** BEGIN **

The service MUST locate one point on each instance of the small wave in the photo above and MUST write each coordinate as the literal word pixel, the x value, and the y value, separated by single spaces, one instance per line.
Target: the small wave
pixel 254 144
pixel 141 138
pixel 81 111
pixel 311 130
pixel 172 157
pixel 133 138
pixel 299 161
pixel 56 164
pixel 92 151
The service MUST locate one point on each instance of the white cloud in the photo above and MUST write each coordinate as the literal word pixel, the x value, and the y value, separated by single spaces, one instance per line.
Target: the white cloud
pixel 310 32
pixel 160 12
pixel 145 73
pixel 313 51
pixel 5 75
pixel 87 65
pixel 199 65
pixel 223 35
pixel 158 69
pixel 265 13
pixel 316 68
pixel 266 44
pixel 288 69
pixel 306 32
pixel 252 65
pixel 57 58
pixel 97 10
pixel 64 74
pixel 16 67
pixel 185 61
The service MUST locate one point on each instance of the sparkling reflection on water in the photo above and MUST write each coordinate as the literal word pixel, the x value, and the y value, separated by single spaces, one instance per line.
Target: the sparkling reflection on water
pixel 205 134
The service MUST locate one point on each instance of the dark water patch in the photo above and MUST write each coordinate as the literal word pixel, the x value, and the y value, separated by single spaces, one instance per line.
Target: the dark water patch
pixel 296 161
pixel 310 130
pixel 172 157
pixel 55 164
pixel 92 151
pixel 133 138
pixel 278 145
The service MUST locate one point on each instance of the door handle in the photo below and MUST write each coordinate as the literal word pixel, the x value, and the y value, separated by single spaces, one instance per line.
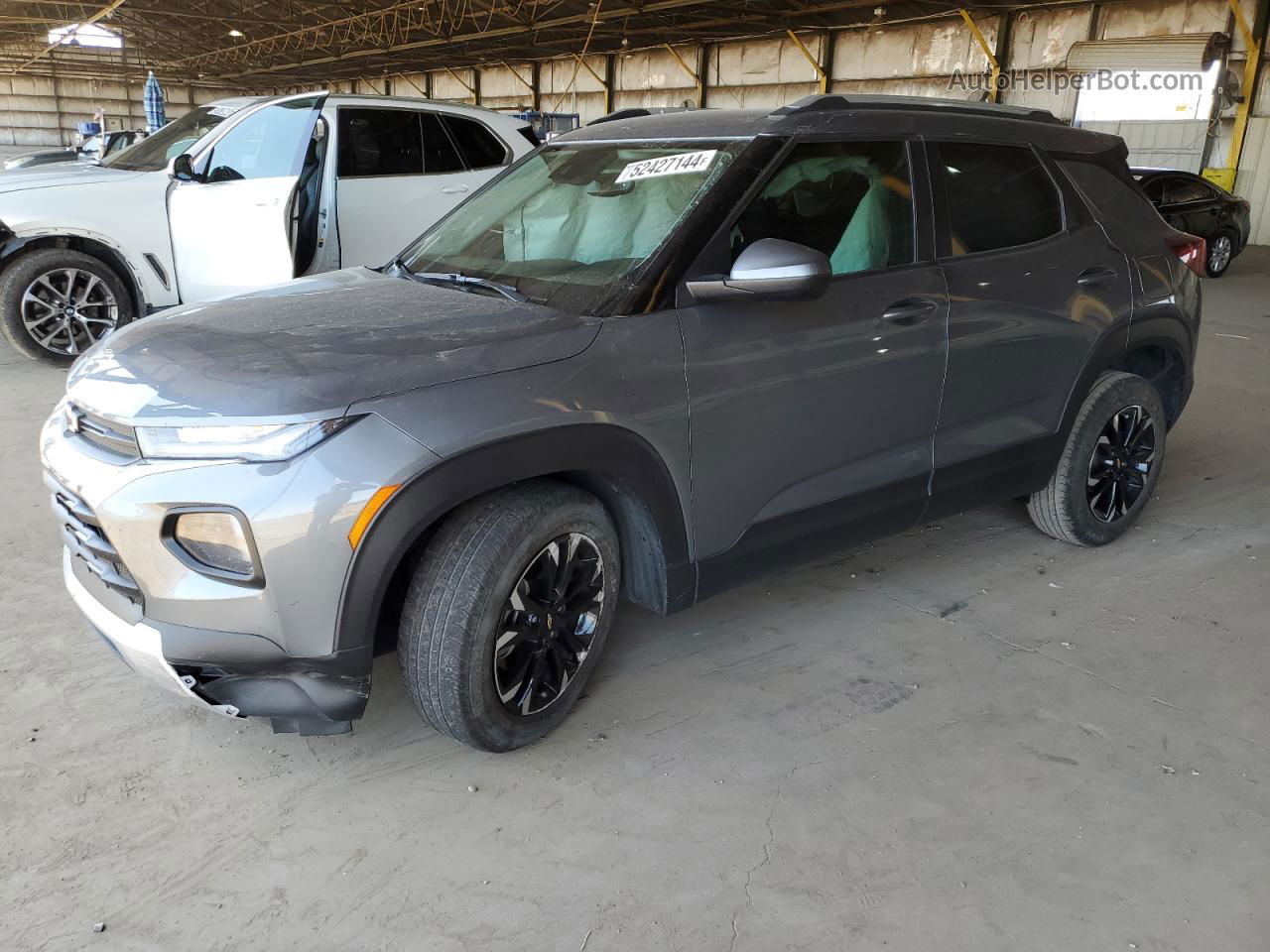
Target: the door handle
pixel 1095 277
pixel 910 311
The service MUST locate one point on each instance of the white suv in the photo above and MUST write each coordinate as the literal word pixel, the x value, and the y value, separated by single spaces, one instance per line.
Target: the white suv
pixel 234 195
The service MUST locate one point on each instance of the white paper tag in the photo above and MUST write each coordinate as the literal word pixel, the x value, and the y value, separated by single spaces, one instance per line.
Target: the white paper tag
pixel 680 164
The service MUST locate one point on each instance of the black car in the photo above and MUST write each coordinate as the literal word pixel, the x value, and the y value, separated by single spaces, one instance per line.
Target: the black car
pixel 1197 206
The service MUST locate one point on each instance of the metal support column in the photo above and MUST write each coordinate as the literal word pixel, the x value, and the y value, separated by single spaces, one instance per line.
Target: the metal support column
pixel 987 51
pixel 822 76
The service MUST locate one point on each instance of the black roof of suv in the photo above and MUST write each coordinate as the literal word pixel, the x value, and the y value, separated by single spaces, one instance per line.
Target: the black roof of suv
pixel 834 113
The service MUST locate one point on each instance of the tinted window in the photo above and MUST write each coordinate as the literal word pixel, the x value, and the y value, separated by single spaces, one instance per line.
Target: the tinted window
pixel 852 200
pixel 154 154
pixel 1155 190
pixel 997 197
pixel 439 151
pixel 267 144
pixel 1187 190
pixel 379 143
pixel 479 146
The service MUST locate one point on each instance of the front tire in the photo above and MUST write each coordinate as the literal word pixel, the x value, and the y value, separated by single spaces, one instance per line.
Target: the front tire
pixel 508 612
pixel 55 303
pixel 1109 467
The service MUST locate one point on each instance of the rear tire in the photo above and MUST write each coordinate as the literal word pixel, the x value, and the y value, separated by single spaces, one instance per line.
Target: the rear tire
pixel 55 303
pixel 1109 467
pixel 484 656
pixel 1220 253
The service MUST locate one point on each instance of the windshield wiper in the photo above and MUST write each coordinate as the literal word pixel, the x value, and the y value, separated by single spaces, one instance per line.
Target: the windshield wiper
pixel 460 280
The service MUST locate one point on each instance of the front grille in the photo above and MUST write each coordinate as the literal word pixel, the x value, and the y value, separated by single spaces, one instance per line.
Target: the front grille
pixel 112 436
pixel 85 538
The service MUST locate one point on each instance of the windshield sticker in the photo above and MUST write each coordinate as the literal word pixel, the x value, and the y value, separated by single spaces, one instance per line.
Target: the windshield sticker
pixel 667 166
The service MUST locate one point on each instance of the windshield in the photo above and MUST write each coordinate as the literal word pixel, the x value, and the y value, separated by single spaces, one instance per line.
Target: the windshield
pixel 572 225
pixel 153 154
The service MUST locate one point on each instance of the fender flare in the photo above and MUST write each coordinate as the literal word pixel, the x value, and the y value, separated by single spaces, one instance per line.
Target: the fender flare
pixel 593 456
pixel 1106 354
pixel 14 243
pixel 1164 330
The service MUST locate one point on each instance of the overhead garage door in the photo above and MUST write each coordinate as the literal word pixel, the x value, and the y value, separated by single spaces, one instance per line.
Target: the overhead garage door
pixel 1164 145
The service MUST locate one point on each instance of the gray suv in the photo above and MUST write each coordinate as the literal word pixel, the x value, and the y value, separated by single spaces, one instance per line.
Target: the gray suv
pixel 647 361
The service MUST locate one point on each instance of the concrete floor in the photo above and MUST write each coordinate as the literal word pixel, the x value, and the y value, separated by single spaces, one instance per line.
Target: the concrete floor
pixel 966 738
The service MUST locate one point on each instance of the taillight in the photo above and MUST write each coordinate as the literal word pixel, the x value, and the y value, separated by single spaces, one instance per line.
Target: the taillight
pixel 1191 249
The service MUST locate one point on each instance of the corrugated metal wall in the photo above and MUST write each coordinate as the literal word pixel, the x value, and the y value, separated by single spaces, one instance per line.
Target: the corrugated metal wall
pixel 1254 181
pixel 910 59
pixel 42 111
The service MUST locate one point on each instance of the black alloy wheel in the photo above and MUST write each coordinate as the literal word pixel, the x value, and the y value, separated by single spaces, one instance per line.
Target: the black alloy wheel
pixel 1120 463
pixel 549 624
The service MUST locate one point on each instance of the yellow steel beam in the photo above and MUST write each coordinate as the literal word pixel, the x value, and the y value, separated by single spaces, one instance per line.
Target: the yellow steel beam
pixel 1247 87
pixel 697 79
pixel 822 76
pixel 987 51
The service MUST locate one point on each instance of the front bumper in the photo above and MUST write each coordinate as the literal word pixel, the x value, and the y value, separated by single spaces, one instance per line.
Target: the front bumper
pixel 264 649
pixel 139 645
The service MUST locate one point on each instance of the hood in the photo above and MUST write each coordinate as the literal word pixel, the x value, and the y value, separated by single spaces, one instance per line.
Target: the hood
pixel 49 155
pixel 53 175
pixel 312 347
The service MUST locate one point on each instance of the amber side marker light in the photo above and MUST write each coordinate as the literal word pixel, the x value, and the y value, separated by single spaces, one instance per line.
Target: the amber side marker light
pixel 372 506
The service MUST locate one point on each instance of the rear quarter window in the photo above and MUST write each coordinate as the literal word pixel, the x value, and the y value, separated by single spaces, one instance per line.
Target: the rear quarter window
pixel 983 179
pixel 1112 199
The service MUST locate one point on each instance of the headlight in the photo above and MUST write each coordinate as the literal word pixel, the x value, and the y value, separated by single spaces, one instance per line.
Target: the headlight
pixel 263 443
pixel 214 539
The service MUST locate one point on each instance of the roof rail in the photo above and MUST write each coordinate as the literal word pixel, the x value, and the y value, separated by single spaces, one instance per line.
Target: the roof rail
pixel 837 102
pixel 639 111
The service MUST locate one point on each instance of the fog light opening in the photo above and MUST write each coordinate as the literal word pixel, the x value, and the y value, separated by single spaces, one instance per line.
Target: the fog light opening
pixel 214 542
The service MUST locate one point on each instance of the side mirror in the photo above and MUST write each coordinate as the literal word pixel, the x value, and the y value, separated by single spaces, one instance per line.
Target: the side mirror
pixel 183 168
pixel 770 270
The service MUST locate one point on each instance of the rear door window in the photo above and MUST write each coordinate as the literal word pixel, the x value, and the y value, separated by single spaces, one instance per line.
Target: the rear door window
pixel 1179 190
pixel 375 143
pixel 983 181
pixel 440 154
pixel 851 200
pixel 477 145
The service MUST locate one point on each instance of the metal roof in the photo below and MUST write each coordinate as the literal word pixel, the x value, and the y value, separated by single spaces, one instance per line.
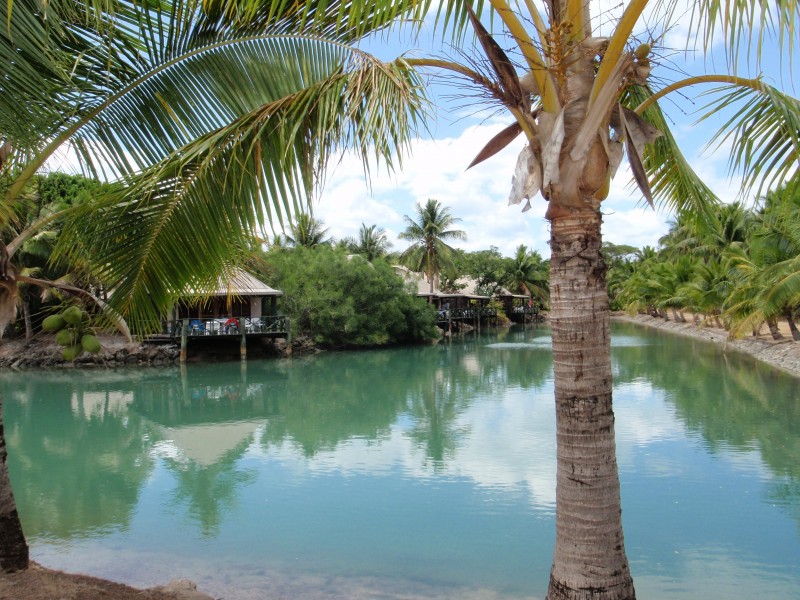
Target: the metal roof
pixel 241 283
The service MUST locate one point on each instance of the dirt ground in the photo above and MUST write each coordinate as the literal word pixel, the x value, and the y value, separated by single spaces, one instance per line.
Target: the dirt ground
pixel 38 583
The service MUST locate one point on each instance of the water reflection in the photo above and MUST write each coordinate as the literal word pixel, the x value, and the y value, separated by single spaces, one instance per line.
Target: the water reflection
pixel 432 463
pixel 83 455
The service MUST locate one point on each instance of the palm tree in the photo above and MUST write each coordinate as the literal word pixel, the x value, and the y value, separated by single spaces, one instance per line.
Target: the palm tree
pixel 217 120
pixel 529 274
pixel 236 134
pixel 767 271
pixel 429 252
pixel 372 242
pixel 307 231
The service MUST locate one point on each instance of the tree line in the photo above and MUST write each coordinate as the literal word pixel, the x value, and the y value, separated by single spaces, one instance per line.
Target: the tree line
pixel 220 117
pixel 737 266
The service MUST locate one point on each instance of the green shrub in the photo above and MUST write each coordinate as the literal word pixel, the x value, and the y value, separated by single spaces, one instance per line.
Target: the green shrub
pixel 342 300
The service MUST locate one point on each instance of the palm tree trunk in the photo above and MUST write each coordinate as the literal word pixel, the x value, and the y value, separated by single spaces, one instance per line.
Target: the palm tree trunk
pixel 792 325
pixel 589 559
pixel 773 329
pixel 26 315
pixel 13 547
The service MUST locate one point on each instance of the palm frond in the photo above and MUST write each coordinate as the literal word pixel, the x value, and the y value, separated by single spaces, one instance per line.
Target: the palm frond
pixel 746 26
pixel 764 133
pixel 199 209
pixel 672 179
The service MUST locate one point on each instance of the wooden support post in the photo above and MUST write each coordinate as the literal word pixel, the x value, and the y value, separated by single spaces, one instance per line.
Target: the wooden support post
pixel 184 339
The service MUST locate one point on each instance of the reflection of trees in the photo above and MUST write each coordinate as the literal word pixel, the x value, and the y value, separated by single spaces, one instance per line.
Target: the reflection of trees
pixel 85 440
pixel 213 409
pixel 83 457
pixel 732 401
pixel 210 490
pixel 340 396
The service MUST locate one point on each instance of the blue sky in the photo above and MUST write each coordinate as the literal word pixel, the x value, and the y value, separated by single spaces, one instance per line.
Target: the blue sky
pixel 436 167
pixel 479 197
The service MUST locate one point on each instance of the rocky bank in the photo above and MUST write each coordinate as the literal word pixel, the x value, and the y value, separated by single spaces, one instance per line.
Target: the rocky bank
pixel 782 354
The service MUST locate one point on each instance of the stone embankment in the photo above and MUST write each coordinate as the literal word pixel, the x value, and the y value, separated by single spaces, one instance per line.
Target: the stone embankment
pixel 115 352
pixel 782 354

** END **

• **YOUR INSTRUCTIONS**
Copy out the material word for word, starting at the line that contains "quarter window in" and ending at the line that contains "pixel 214 539". Include both of those lines.

• **ANSWER TO THIS EXERCISE**
The service MUST locate one point on each instance of the rear quarter window in the photo above and MUST write each coordinate as the literal word pixel, the x value, and the y value, separated by single spaces, one instance per line.
Target: the rear quarter window
pixel 983 179
pixel 1112 199
The service MUST locate one point on each instance of the headlight in the photo above and MUST write each coordinate as the literal word pixel, the x value, and the y value, separated by single spaces, one instance per line.
Target: the headlight
pixel 263 443
pixel 214 539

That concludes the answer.